К сожалению, не только по отношению к текстам М.К., но также и по отношению к текстам Выготского (и по отношению к ним, как легко понять — даже в большей степени, поскольку они не столь «жесткие» не столь «сопротивляющиеся» любому другому — «в обход мышления» — способу чтения), мы имем, по большей части, как раз такие попытки чтения, которые избавляют нас от необходимости мыслить. От того, чтобы самим проходить в точки собственной незаместимости, от того, чтобы «присутствовать» в самом чтении и понимании текста в качестве свободногомыслящего и поступающего — существа. Чтобы, тем самым, этим свом чтением раскрывать и реализовывать те возможности для рождения мысли, поступка, которые для нас созданы текстами и мыслью самого М.К., или мыслью самого Выготского.

И тем, кстати, реализовывать — а через «извлечение опыта» и понимать! — то понимание «мысли», «поступка», равно как и самого «понимания», которые «содержат» их работы.

Но я давно уже «перебрал» свое время. Здесь я закончу. Спасибо!

 

***

 

Ведущий. Пожалуйста, вопросы Андрею Андреевичу!

 

Вопрос. Вчера Вы говорили о том, что в культурно-историческом подходе нет никакого, выдерживающего критику, представления «об истории» и даже, что в ней нет и не может быть места для собственно «исторического«. Вы при этом никак не отнеслись к тому представлению об «истории«, которое у Выготского все-таки было, ничего о нем не сказали, никак его, пусть критически, не разобрали. И, насколько я помню, в своем сегодняшнем выступлении Вы обещали как раз ко всему этому вернуться и все это прояснить.

Точно также Вы обещали вернуться к разговору о методологических представлениях об истории Г.П.Щедровицкого и М.Фуко, которых вчера Вы только слегка коснулись. Но сегодня не было этого обещанного продолжения. Это во-первых.

А во-вторых — уже в своем сегодняшнем докладе — Вы сказали, что у Выготского в его «Гамлете» помимо филологического есть еще особое, собственно «психологическое» — не «психологистическое«, как Вы это подчеркивали, а именно «психологическое» чтение шекспировской трагедии. Мне осталось непонятным, что это значит? Что делает подход Выготского собственно «психологическим»? И чем этот собственно «психологический» подход отличается от «психологистического»?

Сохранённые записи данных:
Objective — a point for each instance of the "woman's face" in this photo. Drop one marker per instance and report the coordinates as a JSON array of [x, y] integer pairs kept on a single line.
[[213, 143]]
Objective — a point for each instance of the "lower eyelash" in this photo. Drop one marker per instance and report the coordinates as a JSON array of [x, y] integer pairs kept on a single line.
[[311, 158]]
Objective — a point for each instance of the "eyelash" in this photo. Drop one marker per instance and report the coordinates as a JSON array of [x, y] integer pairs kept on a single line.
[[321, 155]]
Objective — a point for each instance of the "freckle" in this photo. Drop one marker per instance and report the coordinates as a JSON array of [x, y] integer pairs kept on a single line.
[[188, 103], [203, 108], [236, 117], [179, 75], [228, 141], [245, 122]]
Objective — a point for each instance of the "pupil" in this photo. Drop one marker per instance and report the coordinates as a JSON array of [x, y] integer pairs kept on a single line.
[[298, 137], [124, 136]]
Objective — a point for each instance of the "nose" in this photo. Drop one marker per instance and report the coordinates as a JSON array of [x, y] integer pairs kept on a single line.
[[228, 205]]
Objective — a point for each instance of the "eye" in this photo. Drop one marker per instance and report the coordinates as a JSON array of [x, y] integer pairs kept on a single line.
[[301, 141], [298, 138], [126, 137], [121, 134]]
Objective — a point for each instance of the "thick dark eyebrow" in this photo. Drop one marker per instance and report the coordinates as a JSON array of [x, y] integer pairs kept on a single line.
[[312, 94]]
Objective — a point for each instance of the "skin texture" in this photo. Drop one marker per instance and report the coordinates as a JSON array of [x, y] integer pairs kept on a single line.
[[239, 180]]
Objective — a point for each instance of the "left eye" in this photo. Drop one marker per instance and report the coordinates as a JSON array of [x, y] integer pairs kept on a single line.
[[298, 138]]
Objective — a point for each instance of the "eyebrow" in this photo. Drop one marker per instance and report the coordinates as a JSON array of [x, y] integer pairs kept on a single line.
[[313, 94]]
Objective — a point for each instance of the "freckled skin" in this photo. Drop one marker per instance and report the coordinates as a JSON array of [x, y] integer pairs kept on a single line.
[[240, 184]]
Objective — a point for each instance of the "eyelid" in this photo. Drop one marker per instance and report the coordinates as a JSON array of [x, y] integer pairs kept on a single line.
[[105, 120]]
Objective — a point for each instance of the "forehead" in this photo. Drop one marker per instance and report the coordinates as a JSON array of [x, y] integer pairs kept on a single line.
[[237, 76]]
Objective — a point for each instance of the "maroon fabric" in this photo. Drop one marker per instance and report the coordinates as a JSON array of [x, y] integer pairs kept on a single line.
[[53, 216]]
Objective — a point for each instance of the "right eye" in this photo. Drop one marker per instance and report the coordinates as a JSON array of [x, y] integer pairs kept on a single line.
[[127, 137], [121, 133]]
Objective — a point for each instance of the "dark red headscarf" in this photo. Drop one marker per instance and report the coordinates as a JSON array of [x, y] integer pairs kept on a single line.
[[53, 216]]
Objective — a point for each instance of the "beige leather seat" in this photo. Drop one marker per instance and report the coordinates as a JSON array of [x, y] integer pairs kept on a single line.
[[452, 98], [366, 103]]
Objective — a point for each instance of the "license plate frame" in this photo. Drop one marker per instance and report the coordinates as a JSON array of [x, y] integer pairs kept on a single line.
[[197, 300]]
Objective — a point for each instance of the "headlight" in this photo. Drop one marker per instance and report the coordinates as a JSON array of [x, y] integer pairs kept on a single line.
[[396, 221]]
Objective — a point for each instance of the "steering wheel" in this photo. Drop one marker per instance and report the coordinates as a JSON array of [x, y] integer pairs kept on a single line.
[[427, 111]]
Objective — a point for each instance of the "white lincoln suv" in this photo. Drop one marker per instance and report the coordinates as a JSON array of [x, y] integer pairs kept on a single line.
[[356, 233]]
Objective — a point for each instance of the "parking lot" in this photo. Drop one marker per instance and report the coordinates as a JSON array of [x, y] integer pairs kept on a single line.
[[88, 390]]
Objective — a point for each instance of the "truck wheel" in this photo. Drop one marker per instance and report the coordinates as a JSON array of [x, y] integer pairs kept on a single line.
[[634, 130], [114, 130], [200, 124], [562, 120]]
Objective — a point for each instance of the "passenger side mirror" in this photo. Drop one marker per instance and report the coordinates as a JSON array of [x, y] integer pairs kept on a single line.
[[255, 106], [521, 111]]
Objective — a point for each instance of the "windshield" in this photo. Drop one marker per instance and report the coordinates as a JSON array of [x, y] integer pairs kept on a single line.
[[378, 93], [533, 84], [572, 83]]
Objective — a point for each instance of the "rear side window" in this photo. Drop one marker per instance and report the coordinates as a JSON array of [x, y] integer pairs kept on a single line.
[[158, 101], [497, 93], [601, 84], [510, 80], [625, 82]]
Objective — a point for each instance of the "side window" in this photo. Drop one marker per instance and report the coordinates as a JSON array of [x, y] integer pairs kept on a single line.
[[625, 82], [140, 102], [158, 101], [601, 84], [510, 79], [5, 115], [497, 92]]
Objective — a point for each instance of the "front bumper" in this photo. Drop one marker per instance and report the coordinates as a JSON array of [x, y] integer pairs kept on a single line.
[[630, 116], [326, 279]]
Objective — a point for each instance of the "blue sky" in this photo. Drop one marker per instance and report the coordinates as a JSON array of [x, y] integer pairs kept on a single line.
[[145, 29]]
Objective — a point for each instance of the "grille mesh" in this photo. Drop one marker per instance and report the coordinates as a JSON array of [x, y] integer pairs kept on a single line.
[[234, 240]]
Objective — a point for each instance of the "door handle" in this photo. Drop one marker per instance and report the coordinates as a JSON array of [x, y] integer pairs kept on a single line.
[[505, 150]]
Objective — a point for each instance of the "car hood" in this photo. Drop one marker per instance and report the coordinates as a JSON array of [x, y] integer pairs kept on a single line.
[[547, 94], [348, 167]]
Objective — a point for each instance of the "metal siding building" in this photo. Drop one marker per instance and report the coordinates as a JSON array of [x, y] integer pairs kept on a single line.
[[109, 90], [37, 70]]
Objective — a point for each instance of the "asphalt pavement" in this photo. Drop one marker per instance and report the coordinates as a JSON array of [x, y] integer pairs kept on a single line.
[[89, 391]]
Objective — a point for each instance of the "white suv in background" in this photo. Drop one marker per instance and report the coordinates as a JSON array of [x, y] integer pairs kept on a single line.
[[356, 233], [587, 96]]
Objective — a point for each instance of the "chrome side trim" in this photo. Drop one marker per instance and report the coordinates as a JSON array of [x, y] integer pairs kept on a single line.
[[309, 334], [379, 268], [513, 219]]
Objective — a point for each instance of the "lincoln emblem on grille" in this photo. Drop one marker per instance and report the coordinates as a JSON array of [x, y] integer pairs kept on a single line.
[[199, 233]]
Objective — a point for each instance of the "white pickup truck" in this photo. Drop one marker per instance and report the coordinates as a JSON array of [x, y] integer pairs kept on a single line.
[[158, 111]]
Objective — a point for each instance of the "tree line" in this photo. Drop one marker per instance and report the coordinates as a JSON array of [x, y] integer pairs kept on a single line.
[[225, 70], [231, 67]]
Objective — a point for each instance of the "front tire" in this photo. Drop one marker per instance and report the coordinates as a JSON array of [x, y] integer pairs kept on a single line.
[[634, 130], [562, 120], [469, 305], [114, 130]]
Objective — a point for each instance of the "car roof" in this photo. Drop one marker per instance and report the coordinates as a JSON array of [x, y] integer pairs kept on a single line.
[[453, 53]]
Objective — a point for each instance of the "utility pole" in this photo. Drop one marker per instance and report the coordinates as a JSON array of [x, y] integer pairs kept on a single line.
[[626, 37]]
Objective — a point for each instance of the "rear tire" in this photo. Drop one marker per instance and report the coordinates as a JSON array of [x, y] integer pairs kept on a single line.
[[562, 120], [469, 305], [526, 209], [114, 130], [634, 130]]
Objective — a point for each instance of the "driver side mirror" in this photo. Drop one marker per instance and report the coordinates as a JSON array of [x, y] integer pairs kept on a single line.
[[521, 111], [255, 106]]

#### [Изучение материала]
**1)** Почему, согласно фрагменту, чтение, избавляющее от необходимости мыслить, применяется к текстам Выготского даже в большей степени, чем к текстам М.К.? Ответьте в одном–трёх предложениях.
**2)** К методологическим представлениям об истории каких авторов выступавший, по словам задающего вопрос, обещал вернуться?
**3)** Перепишите из фрагмента всё от слов "К сожалению, не" до слов "мыслью самого Выготского.".
Записи никак не связаны с содержанием фрагмента.

#### [Решения заданий]
**1)** Тексты Выготского не столь «жёсткие» и не столь «сопротивляющиеся» любому другому способу чтения, который идёт «в обход мышления». Поэтому их легче читать так, чтобы не мыслить самому.

**2)** Г. П. Щедровицкого и М. Фуко.

**3)**
К сожалению, не только по отношению к текстам М.К., но также и по отношению к текстам Выготского (и по отношению к ним, как легко понять — даже в большей степени, поскольку они не столь «жесткие» не столь «сопротивляющиеся» любому другому — «в обход мышления» — способу чтения), мы имем, по большей части, как раз такие попытки чтения, которые избавляют нас от необходимости мыслить. От того, чтобы самим проходить в точки собственной незаместимости, от того, чтобы «присутствовать» в самом чтении и понимании текста в качестве свободногомыслящего и поступающего — существа. Чтобы, тем самым, этим свом чтением раскрывать и реализовывать те возможности для рождения мысли, поступка, которые для нас созданы текстами и мыслью самого М.К., или мыслью самого Выготского.